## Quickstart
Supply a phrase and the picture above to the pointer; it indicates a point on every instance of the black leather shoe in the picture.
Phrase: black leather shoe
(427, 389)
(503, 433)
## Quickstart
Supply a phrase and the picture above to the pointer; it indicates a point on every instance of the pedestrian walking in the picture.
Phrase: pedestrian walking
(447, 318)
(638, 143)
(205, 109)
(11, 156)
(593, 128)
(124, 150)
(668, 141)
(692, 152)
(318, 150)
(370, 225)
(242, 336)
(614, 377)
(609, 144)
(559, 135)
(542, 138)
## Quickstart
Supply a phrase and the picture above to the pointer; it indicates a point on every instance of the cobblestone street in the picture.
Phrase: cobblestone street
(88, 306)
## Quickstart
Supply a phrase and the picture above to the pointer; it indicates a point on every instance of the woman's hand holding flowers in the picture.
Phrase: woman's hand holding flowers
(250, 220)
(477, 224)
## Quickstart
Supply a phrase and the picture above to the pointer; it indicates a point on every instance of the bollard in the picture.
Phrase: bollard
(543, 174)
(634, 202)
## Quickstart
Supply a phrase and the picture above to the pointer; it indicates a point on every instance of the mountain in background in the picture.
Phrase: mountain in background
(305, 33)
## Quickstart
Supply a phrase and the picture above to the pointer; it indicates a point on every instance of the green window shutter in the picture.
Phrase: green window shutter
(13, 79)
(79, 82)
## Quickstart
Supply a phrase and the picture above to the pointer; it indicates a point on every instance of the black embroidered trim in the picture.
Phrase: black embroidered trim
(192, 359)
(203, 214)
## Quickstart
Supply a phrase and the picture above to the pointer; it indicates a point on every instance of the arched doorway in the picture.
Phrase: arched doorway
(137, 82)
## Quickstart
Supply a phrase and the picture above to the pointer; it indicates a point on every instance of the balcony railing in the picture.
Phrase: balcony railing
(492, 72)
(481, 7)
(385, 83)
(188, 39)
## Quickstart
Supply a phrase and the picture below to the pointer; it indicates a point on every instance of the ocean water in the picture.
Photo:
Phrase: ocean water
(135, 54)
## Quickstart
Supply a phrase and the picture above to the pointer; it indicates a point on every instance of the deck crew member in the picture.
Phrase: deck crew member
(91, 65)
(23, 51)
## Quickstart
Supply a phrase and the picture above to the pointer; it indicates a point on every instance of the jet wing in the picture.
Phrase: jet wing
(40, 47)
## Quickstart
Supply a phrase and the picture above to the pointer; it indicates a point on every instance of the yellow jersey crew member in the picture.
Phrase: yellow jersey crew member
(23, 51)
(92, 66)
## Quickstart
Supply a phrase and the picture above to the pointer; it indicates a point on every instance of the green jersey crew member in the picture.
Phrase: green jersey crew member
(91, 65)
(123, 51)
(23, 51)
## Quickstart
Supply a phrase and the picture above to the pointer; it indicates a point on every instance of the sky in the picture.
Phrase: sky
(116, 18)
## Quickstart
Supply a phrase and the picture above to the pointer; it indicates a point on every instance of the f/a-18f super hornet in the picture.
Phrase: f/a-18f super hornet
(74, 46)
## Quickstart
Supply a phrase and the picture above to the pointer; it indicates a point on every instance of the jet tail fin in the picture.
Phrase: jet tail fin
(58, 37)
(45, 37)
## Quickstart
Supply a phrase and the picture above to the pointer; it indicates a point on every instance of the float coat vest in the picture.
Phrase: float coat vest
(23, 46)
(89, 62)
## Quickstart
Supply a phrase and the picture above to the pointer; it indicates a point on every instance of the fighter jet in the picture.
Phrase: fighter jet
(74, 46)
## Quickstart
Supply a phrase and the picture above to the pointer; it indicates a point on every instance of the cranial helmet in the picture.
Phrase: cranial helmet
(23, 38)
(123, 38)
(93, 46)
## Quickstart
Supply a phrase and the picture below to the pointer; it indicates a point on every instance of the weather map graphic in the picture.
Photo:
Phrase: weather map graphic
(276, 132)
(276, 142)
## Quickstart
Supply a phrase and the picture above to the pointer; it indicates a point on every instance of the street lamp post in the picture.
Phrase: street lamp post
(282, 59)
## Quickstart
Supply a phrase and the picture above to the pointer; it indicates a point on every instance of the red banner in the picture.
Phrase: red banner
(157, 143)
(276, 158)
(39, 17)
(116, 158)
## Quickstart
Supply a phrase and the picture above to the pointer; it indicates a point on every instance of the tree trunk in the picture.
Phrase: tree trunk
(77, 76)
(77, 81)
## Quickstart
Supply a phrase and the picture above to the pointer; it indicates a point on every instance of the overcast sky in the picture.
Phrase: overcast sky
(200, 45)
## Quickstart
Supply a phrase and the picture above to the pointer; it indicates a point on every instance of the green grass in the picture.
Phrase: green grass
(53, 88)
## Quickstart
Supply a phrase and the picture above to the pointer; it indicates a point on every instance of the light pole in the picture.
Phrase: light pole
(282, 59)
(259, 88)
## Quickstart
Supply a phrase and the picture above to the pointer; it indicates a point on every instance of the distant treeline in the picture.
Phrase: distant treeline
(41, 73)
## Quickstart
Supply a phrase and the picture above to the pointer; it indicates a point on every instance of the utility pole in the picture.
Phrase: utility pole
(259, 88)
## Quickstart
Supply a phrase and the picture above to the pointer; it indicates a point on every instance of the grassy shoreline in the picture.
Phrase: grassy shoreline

# Exercise
Lines from the top of the data above through the line with "flowers in the picture.", both ends included: copy them exactly, nothing more.

# Answer section
## Quickstart
Supply a phrase and the picture above to the pointer; it indicates a point on every instance of the black leather shoe in the picture.
Phrase: black leather shoe
(427, 389)
(503, 433)
## Quickstart
Supply a phrase and the picture above to the pointer; it indicates a point on every instance of the pedestrian walking in the picture.
Phrase: pedestrian walking
(447, 318)
(638, 143)
(205, 109)
(11, 156)
(593, 128)
(124, 150)
(668, 141)
(692, 152)
(318, 150)
(370, 225)
(242, 336)
(614, 377)
(609, 144)
(559, 135)
(542, 138)
## Quickstart
Supply a phrase and the picture above to the pointer; it indicates a point on every instance of the cobblestone street in the picture.
Phrase: cobblestone street
(88, 306)
## Quickstart
Supply a phrase and the picture above to the pointer; it indicates a point on every instance of the woman's hand holding flowers in the picture.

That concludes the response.